— BEGIN GIVEN RECORDS —
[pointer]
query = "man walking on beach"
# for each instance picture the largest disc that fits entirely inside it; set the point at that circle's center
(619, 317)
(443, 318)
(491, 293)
— END GIVEN RECORDS —
Copy the material above line for line, without changing anything.

[pointer]
query = "man walking on beach"
# for each instance picture the largest disc that fits entirely inside it; set the point at that circle's center
(619, 317)
(443, 318)
(491, 293)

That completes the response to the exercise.